(Data records)

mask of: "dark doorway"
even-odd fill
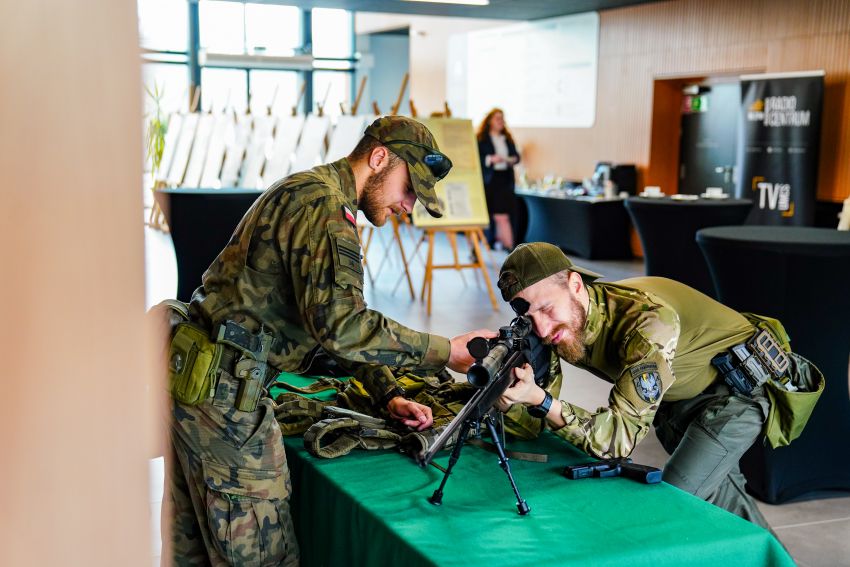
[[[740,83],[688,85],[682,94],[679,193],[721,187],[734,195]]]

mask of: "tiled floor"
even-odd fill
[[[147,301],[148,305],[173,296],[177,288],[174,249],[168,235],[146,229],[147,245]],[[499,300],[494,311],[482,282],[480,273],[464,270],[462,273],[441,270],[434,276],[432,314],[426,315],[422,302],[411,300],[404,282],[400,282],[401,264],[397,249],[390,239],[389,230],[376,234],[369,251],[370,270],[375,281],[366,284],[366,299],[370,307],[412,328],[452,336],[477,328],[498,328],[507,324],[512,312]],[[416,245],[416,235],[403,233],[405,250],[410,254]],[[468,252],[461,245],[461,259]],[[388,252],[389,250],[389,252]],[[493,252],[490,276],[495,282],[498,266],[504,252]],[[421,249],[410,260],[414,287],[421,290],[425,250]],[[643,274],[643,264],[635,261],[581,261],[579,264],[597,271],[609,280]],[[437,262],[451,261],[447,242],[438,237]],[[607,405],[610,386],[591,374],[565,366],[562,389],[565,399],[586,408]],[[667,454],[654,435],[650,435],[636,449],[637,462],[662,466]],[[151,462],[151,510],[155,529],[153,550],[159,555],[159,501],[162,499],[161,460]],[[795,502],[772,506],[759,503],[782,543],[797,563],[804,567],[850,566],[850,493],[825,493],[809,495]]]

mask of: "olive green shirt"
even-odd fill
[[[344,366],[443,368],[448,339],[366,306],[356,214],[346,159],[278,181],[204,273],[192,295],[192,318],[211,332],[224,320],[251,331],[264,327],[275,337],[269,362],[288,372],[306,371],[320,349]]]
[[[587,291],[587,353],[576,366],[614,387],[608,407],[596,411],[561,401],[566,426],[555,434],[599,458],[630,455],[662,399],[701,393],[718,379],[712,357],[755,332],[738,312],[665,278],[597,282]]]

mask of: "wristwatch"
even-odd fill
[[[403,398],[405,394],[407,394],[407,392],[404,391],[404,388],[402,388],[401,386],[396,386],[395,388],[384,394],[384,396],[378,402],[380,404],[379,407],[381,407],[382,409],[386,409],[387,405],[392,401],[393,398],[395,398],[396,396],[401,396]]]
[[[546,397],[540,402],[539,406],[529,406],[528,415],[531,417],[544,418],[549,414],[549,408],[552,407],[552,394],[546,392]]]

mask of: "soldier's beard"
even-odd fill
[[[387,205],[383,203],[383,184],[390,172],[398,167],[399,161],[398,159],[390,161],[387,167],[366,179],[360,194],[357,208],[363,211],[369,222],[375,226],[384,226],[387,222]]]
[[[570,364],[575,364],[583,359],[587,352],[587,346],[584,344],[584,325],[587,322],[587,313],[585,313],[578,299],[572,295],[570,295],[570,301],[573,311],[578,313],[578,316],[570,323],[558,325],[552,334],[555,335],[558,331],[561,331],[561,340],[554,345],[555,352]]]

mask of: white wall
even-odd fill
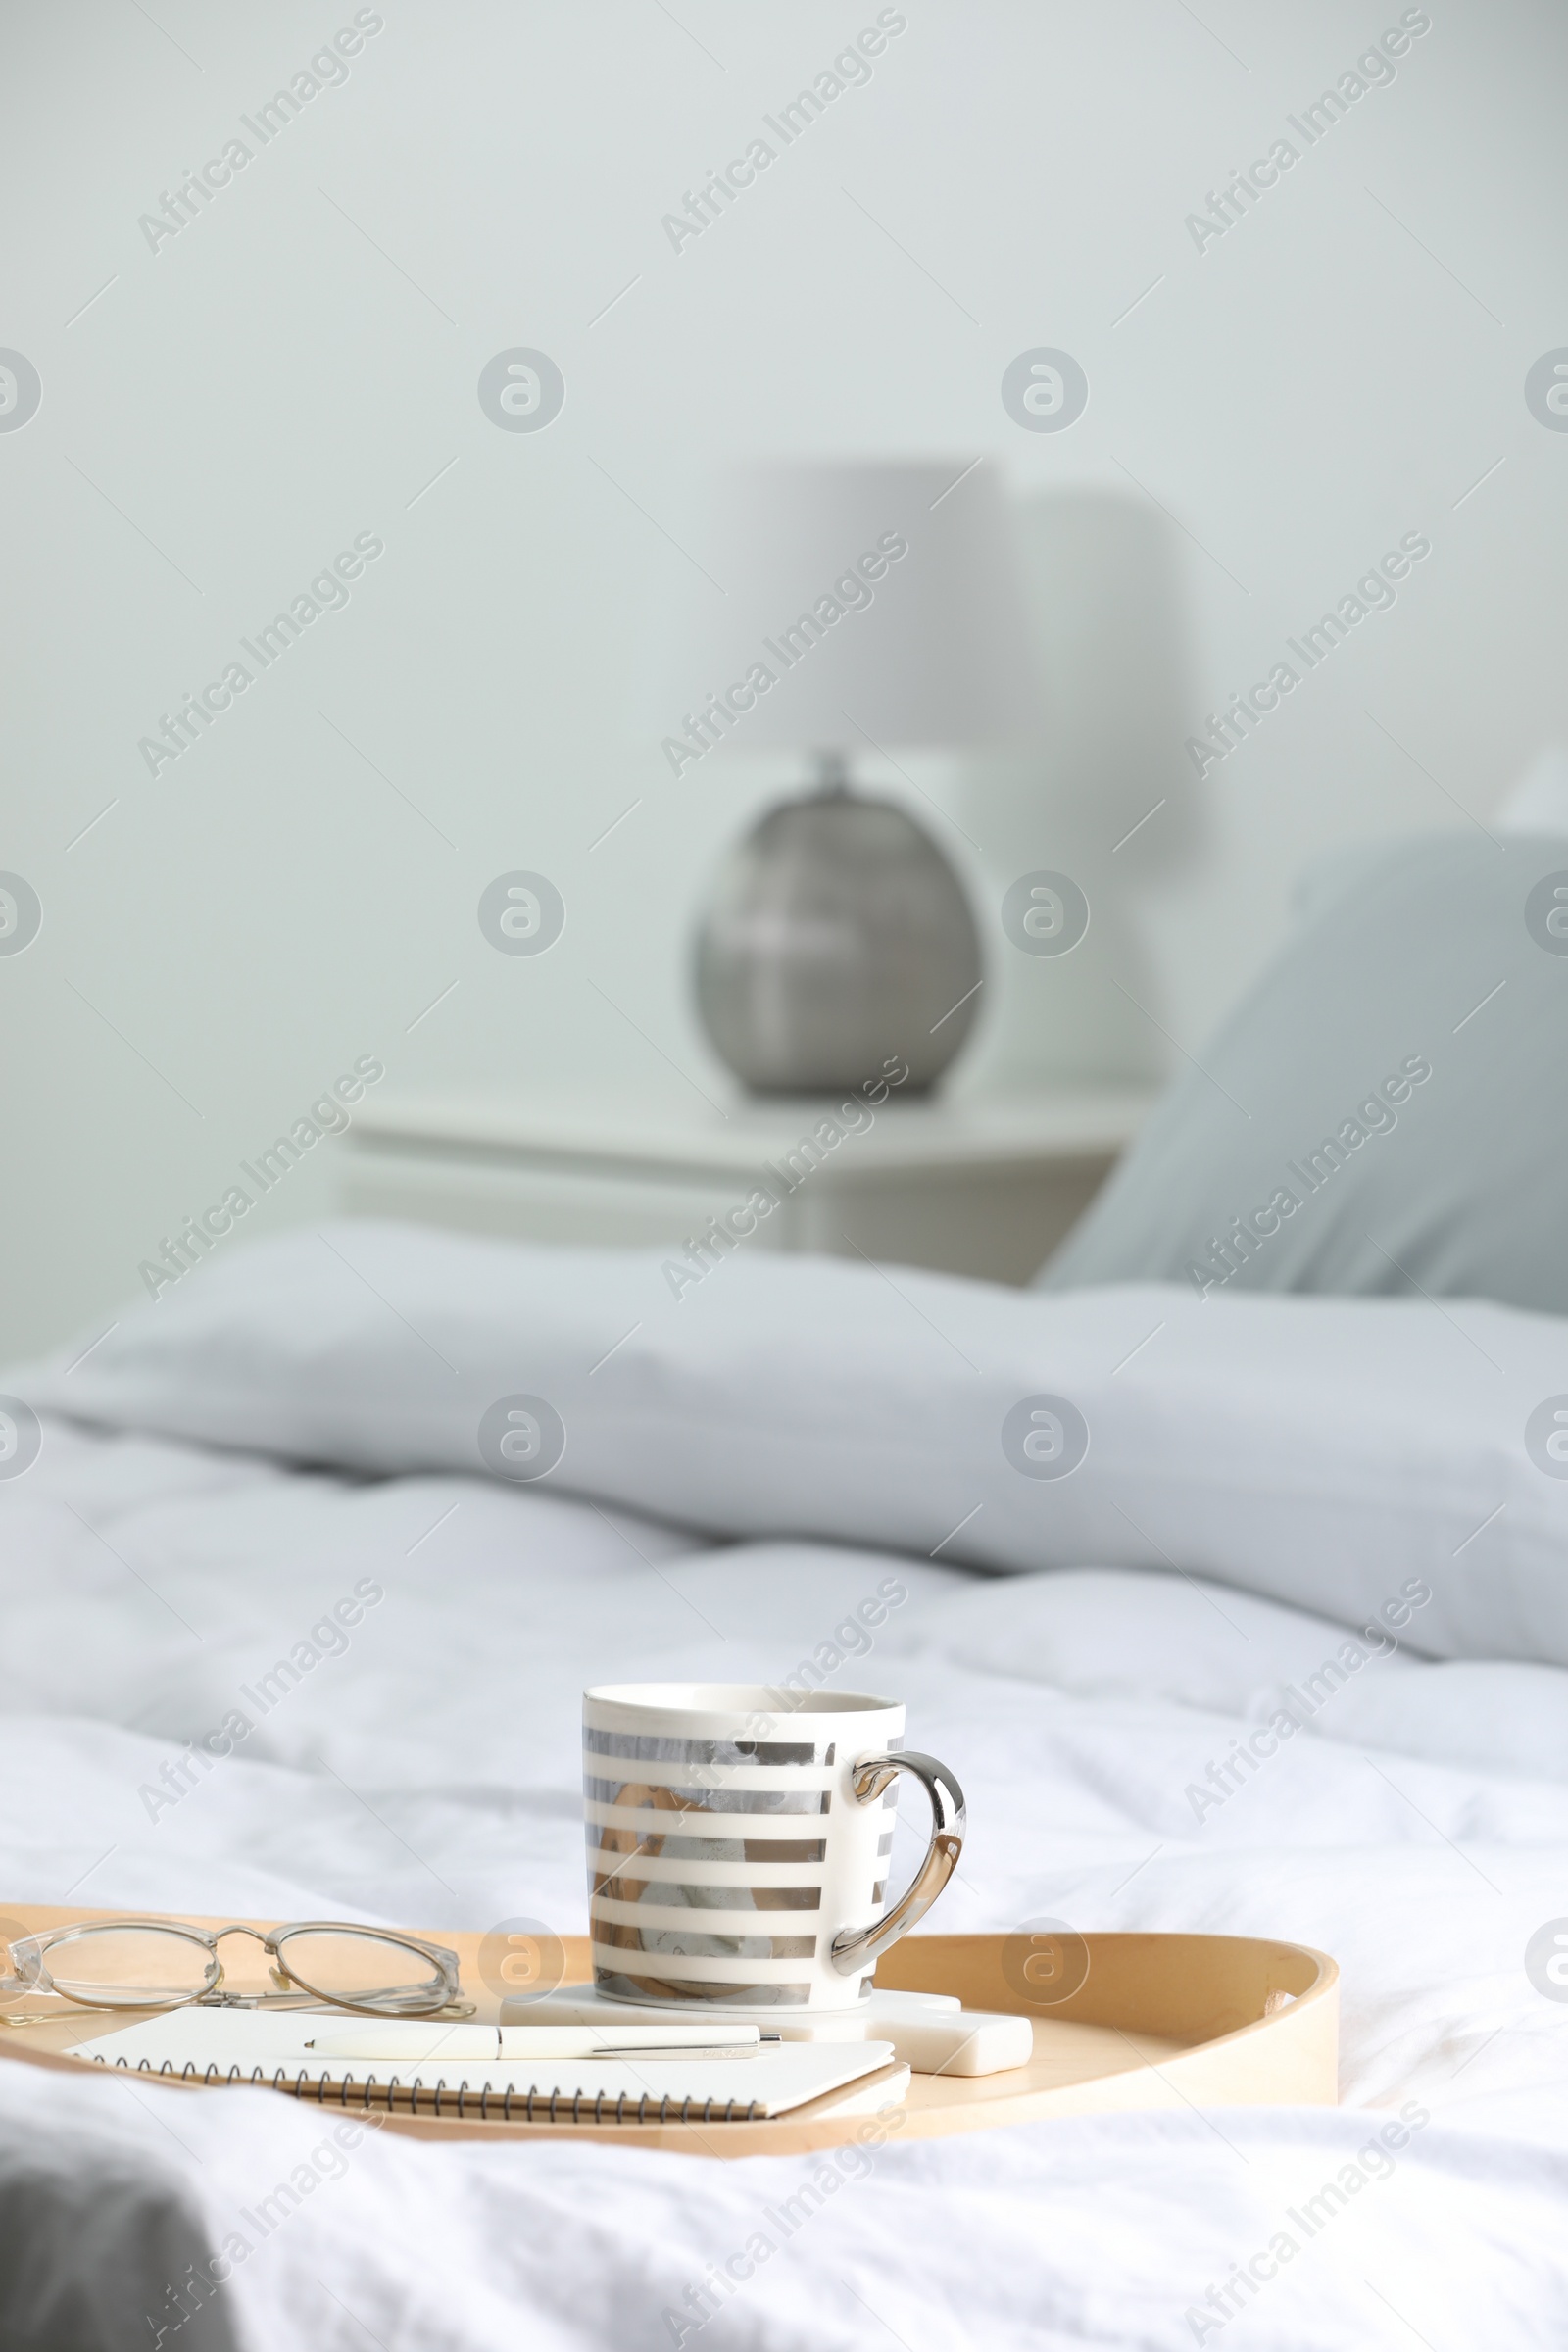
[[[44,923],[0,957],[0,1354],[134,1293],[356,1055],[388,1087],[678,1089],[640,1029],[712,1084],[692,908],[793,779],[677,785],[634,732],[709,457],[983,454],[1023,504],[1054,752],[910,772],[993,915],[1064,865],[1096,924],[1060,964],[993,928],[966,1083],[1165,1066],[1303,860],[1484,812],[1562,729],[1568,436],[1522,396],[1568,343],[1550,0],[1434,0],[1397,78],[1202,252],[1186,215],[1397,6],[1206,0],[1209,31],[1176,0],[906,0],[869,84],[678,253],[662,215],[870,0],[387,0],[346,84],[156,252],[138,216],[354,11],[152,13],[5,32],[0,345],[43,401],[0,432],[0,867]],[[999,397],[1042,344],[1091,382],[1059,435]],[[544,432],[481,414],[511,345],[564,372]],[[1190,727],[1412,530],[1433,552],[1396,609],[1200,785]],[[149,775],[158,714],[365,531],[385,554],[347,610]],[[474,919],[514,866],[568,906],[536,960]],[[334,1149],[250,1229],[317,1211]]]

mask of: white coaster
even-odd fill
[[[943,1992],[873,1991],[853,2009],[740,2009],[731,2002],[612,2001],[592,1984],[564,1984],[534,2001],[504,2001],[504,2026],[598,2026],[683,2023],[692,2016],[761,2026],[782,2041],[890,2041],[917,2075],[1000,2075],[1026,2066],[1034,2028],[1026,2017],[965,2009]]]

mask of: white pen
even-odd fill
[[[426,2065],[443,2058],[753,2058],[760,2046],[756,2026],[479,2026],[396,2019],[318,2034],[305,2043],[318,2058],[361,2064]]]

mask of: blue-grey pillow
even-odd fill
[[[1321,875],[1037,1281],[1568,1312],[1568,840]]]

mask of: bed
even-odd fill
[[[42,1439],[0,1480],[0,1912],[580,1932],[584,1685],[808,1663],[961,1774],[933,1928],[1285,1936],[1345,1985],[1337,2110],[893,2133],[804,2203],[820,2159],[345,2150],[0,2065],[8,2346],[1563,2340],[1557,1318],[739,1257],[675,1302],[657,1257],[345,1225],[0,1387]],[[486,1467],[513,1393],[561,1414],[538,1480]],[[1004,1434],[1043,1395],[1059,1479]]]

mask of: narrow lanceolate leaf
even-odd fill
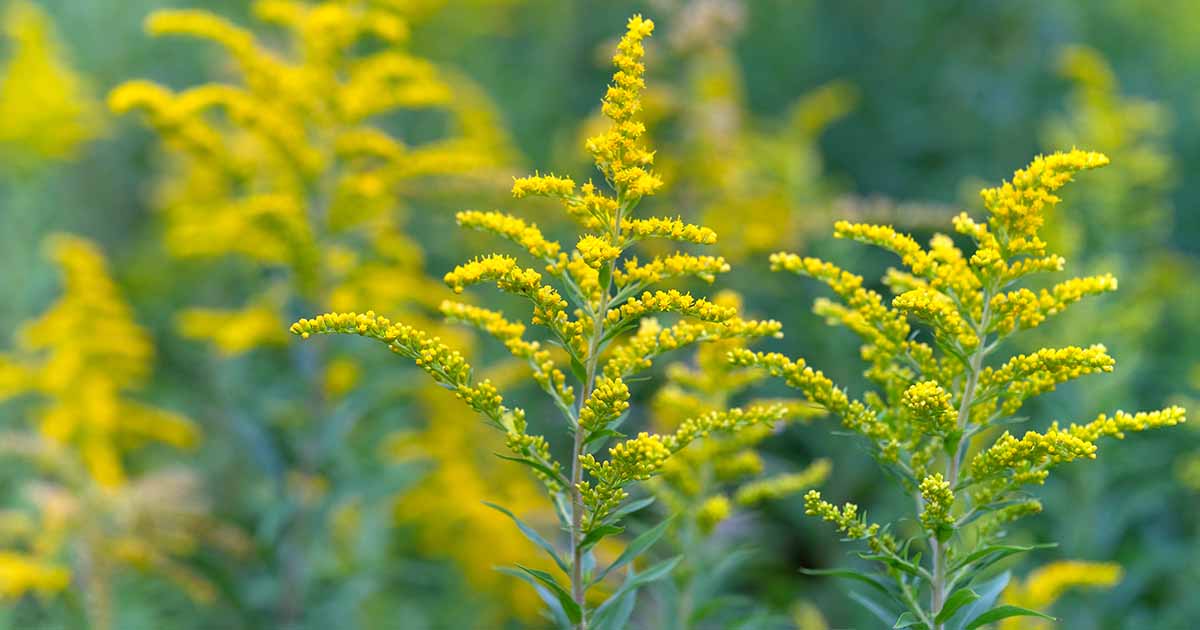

(End Data records)

§ The task
Return every line of the listing that has the word "mask" in it.

§ Answer for the task
mask of: "dark doorway"
mask of: "tiled floor"
mask of: "olive green shirt"
mask of: "wristwatch"
mask of: "soldier's beard"
mask of: white wall
mask of: white coaster
mask of: white pen
mask of: blue-grey pillow
mask of: bed
mask of: narrow lanceolate leaf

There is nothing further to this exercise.